_Given data_:

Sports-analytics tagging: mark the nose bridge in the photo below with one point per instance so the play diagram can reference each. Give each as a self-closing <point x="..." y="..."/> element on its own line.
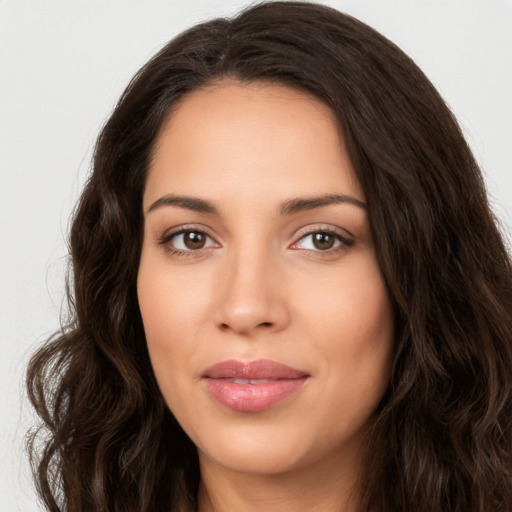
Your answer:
<point x="250" y="297"/>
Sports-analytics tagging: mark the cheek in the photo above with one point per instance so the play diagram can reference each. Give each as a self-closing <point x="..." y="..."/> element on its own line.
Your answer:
<point x="350" y="317"/>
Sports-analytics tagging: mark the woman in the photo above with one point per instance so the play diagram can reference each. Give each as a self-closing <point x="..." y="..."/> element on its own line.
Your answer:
<point x="290" y="292"/>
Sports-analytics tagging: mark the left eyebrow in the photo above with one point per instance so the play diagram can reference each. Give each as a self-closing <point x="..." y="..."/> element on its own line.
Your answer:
<point x="309" y="203"/>
<point x="187" y="202"/>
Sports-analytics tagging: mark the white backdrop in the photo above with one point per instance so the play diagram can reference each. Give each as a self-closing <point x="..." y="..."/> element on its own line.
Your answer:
<point x="62" y="66"/>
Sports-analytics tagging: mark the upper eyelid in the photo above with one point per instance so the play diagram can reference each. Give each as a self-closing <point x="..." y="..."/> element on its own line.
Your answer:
<point x="319" y="228"/>
<point x="297" y="236"/>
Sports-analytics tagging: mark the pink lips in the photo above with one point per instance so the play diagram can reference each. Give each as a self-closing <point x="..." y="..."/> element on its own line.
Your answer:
<point x="253" y="386"/>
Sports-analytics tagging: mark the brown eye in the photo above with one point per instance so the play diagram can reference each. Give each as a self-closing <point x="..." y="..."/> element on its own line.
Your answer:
<point x="194" y="240"/>
<point x="323" y="241"/>
<point x="188" y="240"/>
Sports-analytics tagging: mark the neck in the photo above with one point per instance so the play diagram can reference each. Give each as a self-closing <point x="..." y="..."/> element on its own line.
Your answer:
<point x="322" y="487"/>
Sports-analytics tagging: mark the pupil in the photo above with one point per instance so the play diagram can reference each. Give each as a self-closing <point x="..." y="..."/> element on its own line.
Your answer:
<point x="323" y="241"/>
<point x="194" y="240"/>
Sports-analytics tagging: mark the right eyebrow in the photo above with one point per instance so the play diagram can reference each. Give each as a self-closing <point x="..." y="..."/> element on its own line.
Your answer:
<point x="190" y="203"/>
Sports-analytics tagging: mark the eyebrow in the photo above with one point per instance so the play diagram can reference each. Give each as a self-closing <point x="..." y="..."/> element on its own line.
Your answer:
<point x="310" y="203"/>
<point x="289" y="207"/>
<point x="190" y="203"/>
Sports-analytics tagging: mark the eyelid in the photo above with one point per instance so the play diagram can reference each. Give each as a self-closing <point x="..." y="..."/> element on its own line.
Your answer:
<point x="346" y="238"/>
<point x="169" y="234"/>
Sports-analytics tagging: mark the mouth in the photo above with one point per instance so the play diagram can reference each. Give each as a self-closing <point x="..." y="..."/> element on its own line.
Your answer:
<point x="252" y="386"/>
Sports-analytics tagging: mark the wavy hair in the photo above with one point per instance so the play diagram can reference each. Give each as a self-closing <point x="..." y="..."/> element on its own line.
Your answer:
<point x="442" y="437"/>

_Exercise instructions_: Up to and including the line that contains "Sports-analytics tagging: mark the cheek", print the records above exactly from their first line, without any pictures.

_Result of this task_:
Sports-analytics tagging: mark the nose bridge in the photo below with one point per instance so the play diagram can reference each. Give each as a self-closing <point x="..." y="..."/> element on its own line.
Your answer:
<point x="250" y="297"/>
Sports-analytics tagging: mark the cheek in the photo above with one point per instance so the play diagram can reference each. Give each as a self-closing <point x="..." y="..."/> element on its own line.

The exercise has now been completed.